Let’s consider two extrem cases. There is only one way of getting circle that has the same radius as the original after two throws. It can happen only if we hit the origin two times in a row. The other extrem cases is that we get circle with radius 0 which can happen only when we hit edge of a circle. There are way more possibilities of getting circle with radius equal to zero, since each possible circle produced after the first throw could be used to generate a new circle with a radius equal to zero. There are definitely more cases for the second extrem compare to the first one which means that distribution of the areas is no longer uniformal.

* _Dataset content_:

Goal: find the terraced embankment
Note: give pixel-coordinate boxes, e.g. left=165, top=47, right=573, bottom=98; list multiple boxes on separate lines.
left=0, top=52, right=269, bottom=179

* _Problems to solve_:
[A] Reproduce everything in the circle-throwing passage from "Let’s consider two" down to "no longer uniformal.".
[B] Carry on the passage about circles shrinking after two throws, starting right after its last sentence.

* _Responses in order_:
[A]
Let’s consider two extrem cases. There is only one way of getting circle that has the same radius as the original after two throws. It can happen only if we hit the origin two times in a row. The other extrem cases is that we get circle with radius 0 which can happen only when we hit edge of a circle. There are way more possibilities of getting circle with radius equal to zero, since each possible circle produced after the first throw could be used to generate a new circle with a radius equal to zero. There are definitely more cases for the second extrem compare to the first one which means that distribution of the areas is no longer uniformal.

[B]
Let’s consider another case. What is the probability of getting a circle after the second throw with half the area of the original circle. We know that this number has to be greater than for area equal to \(\pi \, r^2\) and less than for the area equal to 0, since after the first throw we get circle with area \(0.2 \, \pi \, r^2\) than we cannot get a circle with the area \(0.5 \, \pi \, r^2\) after the second throw. The image below shows with a red color all of the points within a green circle that will not be able to produce new circle with radius greater than half of the original circle. Even if we will be able to hit the green area of the circle in the first throw our chances of getting a circle with the area \(0.5 \, \pi \, r^2\) will be lower when generated point is closer to the origin.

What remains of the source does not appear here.